Problem description: Swap "give its pixel coordinates" for "report its pixel coordinates" throughout the records below and reproduce them with nothing else altered.

## BEGIN Records for the task

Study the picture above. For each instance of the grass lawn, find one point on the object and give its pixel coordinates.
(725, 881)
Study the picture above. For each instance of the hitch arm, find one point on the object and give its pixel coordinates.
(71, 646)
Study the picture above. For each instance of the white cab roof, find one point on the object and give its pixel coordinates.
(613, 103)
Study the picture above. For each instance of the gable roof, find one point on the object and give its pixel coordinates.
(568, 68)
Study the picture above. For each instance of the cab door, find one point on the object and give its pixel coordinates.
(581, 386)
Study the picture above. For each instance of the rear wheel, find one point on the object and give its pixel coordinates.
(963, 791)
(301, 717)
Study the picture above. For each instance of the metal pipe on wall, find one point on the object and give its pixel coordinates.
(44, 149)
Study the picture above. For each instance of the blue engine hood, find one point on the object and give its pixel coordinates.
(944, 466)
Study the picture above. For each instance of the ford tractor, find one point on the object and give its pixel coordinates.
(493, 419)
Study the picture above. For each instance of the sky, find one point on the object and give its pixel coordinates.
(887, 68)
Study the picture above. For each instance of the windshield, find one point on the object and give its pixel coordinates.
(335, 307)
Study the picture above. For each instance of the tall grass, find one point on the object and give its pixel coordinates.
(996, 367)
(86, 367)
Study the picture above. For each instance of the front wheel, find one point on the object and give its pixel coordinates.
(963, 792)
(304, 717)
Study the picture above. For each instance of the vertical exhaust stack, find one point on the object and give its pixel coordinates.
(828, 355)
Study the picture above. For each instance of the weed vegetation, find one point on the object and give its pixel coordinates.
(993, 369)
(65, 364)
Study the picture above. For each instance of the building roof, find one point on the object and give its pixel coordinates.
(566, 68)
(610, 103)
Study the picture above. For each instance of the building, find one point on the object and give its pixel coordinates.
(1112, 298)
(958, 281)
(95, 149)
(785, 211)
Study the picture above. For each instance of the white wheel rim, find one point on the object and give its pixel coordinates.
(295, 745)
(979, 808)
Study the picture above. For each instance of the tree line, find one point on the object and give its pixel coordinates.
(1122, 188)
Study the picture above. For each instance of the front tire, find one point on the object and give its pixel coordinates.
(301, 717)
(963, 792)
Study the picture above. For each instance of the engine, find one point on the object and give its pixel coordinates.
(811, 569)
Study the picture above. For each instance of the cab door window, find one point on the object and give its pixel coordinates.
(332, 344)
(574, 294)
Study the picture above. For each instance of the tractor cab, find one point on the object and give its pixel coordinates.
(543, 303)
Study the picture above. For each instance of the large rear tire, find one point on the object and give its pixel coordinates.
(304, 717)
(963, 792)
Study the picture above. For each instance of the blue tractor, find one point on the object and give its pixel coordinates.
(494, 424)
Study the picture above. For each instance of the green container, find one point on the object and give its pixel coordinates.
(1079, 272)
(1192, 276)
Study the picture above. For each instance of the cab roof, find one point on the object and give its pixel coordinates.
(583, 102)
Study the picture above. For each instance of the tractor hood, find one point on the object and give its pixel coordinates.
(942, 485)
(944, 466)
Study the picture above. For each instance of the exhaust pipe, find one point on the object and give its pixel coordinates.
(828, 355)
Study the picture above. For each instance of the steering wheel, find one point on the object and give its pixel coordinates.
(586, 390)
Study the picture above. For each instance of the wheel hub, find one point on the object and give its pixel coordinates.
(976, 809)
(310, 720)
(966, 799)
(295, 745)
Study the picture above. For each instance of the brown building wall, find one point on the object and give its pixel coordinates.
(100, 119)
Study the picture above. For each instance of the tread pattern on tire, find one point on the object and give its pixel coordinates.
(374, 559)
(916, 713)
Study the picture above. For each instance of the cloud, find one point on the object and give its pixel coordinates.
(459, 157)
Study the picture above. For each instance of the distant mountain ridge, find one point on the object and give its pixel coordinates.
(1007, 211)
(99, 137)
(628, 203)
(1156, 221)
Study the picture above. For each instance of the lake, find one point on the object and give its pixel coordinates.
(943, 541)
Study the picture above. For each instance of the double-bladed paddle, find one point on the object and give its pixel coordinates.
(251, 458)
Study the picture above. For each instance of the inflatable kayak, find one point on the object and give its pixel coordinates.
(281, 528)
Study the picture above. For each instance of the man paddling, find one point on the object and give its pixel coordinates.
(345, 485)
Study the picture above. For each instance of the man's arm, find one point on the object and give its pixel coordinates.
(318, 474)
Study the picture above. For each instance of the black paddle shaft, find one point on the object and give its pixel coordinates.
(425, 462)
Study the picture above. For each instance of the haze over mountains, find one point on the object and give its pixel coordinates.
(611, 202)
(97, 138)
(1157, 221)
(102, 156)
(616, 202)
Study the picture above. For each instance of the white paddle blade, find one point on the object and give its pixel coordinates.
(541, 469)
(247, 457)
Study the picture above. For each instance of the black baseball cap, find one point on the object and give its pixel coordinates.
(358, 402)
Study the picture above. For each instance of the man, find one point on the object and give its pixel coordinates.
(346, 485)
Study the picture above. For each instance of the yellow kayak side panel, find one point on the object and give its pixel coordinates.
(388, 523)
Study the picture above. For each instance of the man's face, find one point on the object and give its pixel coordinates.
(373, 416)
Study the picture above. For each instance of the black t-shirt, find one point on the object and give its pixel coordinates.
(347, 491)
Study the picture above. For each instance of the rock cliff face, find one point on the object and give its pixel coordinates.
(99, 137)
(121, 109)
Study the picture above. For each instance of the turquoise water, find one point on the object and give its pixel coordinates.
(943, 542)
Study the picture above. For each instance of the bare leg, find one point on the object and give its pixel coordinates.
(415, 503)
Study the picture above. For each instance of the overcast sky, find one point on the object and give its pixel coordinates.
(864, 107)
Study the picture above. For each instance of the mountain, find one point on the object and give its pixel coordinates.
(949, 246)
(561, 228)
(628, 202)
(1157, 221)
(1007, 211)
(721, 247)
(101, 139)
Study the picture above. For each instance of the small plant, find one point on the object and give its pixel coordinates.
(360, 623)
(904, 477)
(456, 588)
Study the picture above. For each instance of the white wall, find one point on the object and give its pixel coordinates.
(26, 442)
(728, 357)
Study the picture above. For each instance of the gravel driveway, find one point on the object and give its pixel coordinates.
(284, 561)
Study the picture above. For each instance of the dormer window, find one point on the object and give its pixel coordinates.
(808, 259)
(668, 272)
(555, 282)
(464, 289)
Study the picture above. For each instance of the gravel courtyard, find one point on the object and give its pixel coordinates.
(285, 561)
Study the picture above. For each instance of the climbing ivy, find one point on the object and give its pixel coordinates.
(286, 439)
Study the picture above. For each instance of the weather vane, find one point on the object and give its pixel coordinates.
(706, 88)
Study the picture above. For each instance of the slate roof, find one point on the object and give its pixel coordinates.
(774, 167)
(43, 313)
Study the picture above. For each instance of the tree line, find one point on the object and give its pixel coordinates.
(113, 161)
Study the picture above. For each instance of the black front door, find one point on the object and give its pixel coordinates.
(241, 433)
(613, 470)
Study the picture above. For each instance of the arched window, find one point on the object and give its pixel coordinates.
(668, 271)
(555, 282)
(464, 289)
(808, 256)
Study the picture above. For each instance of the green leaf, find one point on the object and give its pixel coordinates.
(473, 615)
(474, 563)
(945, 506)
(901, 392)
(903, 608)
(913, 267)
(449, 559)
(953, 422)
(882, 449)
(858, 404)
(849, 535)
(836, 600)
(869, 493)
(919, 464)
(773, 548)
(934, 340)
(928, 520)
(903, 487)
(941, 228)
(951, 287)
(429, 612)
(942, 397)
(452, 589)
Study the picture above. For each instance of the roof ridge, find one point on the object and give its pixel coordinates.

## END Records for the task

Task result:
Study the picture above. For each instance of the grass lawn, find one point on the object and report its pixel coordinates.
(725, 881)
Study the picture above. For each instance of the hitch arm, find one point on the object and report its pixel coordinates.
(71, 646)
Study the picture above. For each instance of the white cab roof, find one point on the object and report its pixel coordinates.
(613, 103)
Study the picture above. For each instance of the gable roof, find one point on the object and report its pixel coordinates.
(568, 68)
Study the picture above. For each instance of the cab door, find one point on the object and report its pixel coordinates.
(581, 386)
Study the picture above. For each instance of the rear wheel, find one point on the object and report its pixel coordinates.
(963, 791)
(301, 717)
Study the picture above. For each instance of the metal pipe on wall, find one point on the object and report its pixel coordinates.
(44, 149)
Study the picture above. For each instance of the blue engine hood, find one point on the object and report its pixel coordinates.
(944, 466)
Study the picture above. For each instance of the ford tractor, find one point on the object and report its pixel coordinates.
(493, 419)
Study the picture above. For each instance of the sky, find one point on the object and report its pixel coordinates.
(887, 68)
Study the picture above. For each instance of the windshield, find one point on the object and report its pixel coordinates.
(335, 307)
Study the picture above. For each instance of the tall grass, find one point on the object and report its pixel coordinates.
(996, 367)
(86, 367)
Study the picture above. For each instance of the front wheel, find one point on the object and report its pixel coordinates.
(963, 792)
(304, 717)
Study the picture above. For each instance of the vertical exhaust stack, find one point on the object and report its pixel coordinates.
(828, 355)
Study the picture above. For each instance of the weed vegetation, find one point on the object and report its pixel coordinates.
(993, 369)
(65, 364)
Study the picture above. For each instance of the building roof, find one point on the object and report its pixel coordinates.
(566, 68)
(610, 103)
Study the picture above. For each instance of the building, find one point on the object and report its pixel coordinates.
(1112, 298)
(958, 281)
(95, 149)
(785, 211)
Study the picture above. For each instance of the white wheel rim, find one point on the object and report its pixel coordinates.
(295, 745)
(979, 808)
Study the picture above. For each instance of the tree line, find one point on the object and report its pixel coordinates.
(1122, 188)
Study the picture above. For each instance of the front tire, find one point on the object and report its pixel coordinates.
(301, 717)
(963, 792)
Study the picture above. For each instance of the engine, find one point on the object and report its pixel coordinates.
(811, 569)
Study the picture above. For each instance of the cab door window, find one point on the object and report its pixel coordinates.
(332, 344)
(574, 294)
Study the picture above. For each instance of the tractor cab, find one point on the object and report its pixel coordinates.
(543, 303)
Study the picture above. For each instance of the large rear tire, find one point on the object and report its pixel coordinates.
(304, 717)
(963, 792)
Study the picture above. For each instance of the blue tractor, find one point on the object and report its pixel coordinates.
(494, 424)
Study the picture above. For each instance of the green container, find one point on the object and report its pixel coordinates.
(1079, 272)
(1192, 276)
Study the picture above. For each instance of the cab roof, find one point on the object and report its pixel coordinates.
(583, 102)
Study the picture above. For each instance of the tractor hood, find one point on the object and report its pixel coordinates.
(942, 485)
(944, 466)
Study the picture above. For each instance of the exhaust pipe, find one point on the object and report its pixel coordinates.
(828, 355)
Study the picture above. For each instance of the steering wheel, find one point on the object and report its pixel coordinates.
(586, 390)
Study the picture above. For each instance of the wheel hub, find one point on the object and report its pixel coordinates.
(976, 809)
(310, 720)
(966, 799)
(295, 745)
Study the picture above. For each instance of the brown building wall, find one point on the object and report its pixel coordinates.
(100, 119)
Study the picture above. For each instance of the tread pattern on tire, find one point on the object and report its pixel coordinates.
(374, 559)
(916, 713)
Study the picture above. For each instance of the cloud, find one point on the object and report its pixel coordinates.
(459, 157)
Study the picture above. For each instance of the distant mountain ridge, find one point on the object and report its pixel coordinates.
(1007, 211)
(99, 137)
(628, 203)
(1156, 221)
Study the picture above. For each instance of the lake, find one point on the object and report its pixel coordinates.
(943, 541)
Study the picture above. For each instance of the double-bladed paddle, find one point on the object and report its pixel coordinates.
(251, 458)
Study the picture above. For each instance of the inflatable kayak, find one point on the object and report its pixel coordinates.
(281, 528)
Study the picture above. For each instance of the man paddling, find one point on the object and report its pixel coordinates.
(345, 485)
Study the picture above. For each instance of the man's arm, find one point on the object and report its pixel coordinates.
(318, 474)
Study the picture above. For each instance of the black paddle shaft, find one point on the object and report its pixel coordinates.
(425, 462)
Study the picture above. For each instance of the haze over mountains, find one point on the object and report its pixel coordinates.
(611, 202)
(97, 138)
(1157, 221)
(102, 156)
(616, 202)
Study the picture above. For each instance of the white paddle blade, find one point on the object and report its pixel coordinates.
(541, 469)
(247, 457)
Study the picture above. For each instance of the black baseball cap, find one point on the object and report its pixel coordinates.
(358, 402)
Study the picture above. For each instance of the man, find one point on the object and report its pixel coordinates.
(346, 485)
Study the picture above. For each instance of the yellow kayak side panel, find one point on the object and report its pixel coordinates.
(388, 523)
Study the picture above. For each instance of the man's face, find one point on the object and report its pixel coordinates.
(373, 416)
Study the picture above. For each instance of the black t-shirt, find one point on the object and report its pixel coordinates.
(347, 491)
Study the picture above. For each instance of the rock cliff face, find one point on the object and report its pixel coordinates.
(99, 137)
(121, 109)
Study the picture above. For each instance of the turquoise water, find one point on the object and report its pixel coordinates.
(943, 542)
Study the picture above. For each instance of the bare leg, find one point on the object and report its pixel coordinates.
(415, 503)
Study the picture above. For each instance of the overcast sky, find one point on the object and report its pixel coordinates.
(864, 107)
Study the picture above. For each instance of the mountain, find one point on the object and report its pixel coordinates.
(949, 246)
(561, 228)
(628, 202)
(1157, 221)
(1007, 211)
(721, 247)
(101, 139)
Study the picture above. For each instance of the small plant, find one point on the object and report its pixel coordinates.
(360, 623)
(904, 477)
(456, 588)
Study the picture above. For each instance of the white wall, find one point on the object and report its pixel coordinates.
(26, 442)
(728, 357)
Study the picture above. For each instance of the gravel driveway, find one point on the object and report its pixel coordinates.
(284, 561)
Study the picture above. For each instance of the dormer window, find one point on the object and report its pixel coordinates.
(808, 259)
(668, 272)
(555, 282)
(464, 289)
Study the picture above. For each instance of the gravel courtyard, find one point on the object and report its pixel coordinates.
(285, 561)
Study the picture above. For each instance of the climbing ivy, find one point on the object and report its pixel coordinates.
(286, 439)
Study the picture above. For each instance of the weather vane, find one point on the object and report its pixel coordinates.
(706, 88)
Study the picture above. For each instance of the slate roof, find one point on the object and report its pixel coordinates.
(774, 167)
(43, 313)
Study the picture above. For each instance of the tree line, find one point on the object and report its pixel coordinates.
(113, 161)
Study the picture above. For each instance of the black front door, find one point on the object and report its pixel coordinates.
(241, 433)
(613, 470)
Study the picture above. For each instance of the arched window, find one point on the object and report its pixel coordinates.
(668, 271)
(555, 282)
(464, 289)
(808, 256)
Study the picture above. For each instance of the green leaf, find one point on the object and report its pixel coordinates.
(473, 615)
(474, 563)
(945, 506)
(901, 392)
(903, 608)
(913, 267)
(449, 559)
(953, 422)
(882, 449)
(858, 404)
(849, 535)
(836, 600)
(869, 493)
(919, 464)
(773, 548)
(934, 340)
(928, 520)
(903, 487)
(941, 228)
(951, 287)
(429, 612)
(942, 397)
(452, 589)
Study the picture above. For each instance of the roof ridge, find one point on the object and report its pixel coordinates.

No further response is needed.